_Aim of the task_:
Report every line in the items below that contains the word "water".

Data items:
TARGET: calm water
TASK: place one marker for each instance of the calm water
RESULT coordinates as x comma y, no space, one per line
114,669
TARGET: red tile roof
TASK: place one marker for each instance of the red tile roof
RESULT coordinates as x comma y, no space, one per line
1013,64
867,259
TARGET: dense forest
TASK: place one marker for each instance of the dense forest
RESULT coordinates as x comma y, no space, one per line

...

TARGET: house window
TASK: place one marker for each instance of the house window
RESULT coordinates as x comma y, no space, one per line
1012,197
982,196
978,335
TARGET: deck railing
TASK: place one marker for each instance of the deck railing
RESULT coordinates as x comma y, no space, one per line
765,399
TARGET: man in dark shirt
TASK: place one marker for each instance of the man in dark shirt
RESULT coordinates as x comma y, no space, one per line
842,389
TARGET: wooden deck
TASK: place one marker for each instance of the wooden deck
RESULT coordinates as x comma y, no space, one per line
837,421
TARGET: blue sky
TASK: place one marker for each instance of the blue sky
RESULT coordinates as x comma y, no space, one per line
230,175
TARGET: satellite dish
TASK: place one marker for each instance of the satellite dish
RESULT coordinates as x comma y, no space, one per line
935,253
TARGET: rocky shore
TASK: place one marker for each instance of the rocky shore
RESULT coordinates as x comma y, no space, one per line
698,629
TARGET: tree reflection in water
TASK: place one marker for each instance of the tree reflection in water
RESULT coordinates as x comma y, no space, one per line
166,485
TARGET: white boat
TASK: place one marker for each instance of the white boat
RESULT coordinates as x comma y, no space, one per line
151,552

_Full response_:
TARGET: calm water
TASK: place one marker for each instance of the calm water
TARGET: tree reflection in water
TASK: place one marker for each instance of the tree reflection in water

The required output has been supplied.